Only the lines from the one containing "# the position" through the final line of the entries below are wanted, each copied exactly.

** RECORDS SHOWN follows **

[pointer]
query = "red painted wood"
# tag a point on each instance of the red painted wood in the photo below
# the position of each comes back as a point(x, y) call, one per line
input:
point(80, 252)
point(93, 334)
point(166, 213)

** End of RECORDS SHOWN **

#### [SOLUTION TO THIS TASK]
# the position of each comes back as a point(x, y) call, one per line
input:
point(80, 252)
point(93, 334)
point(166, 213)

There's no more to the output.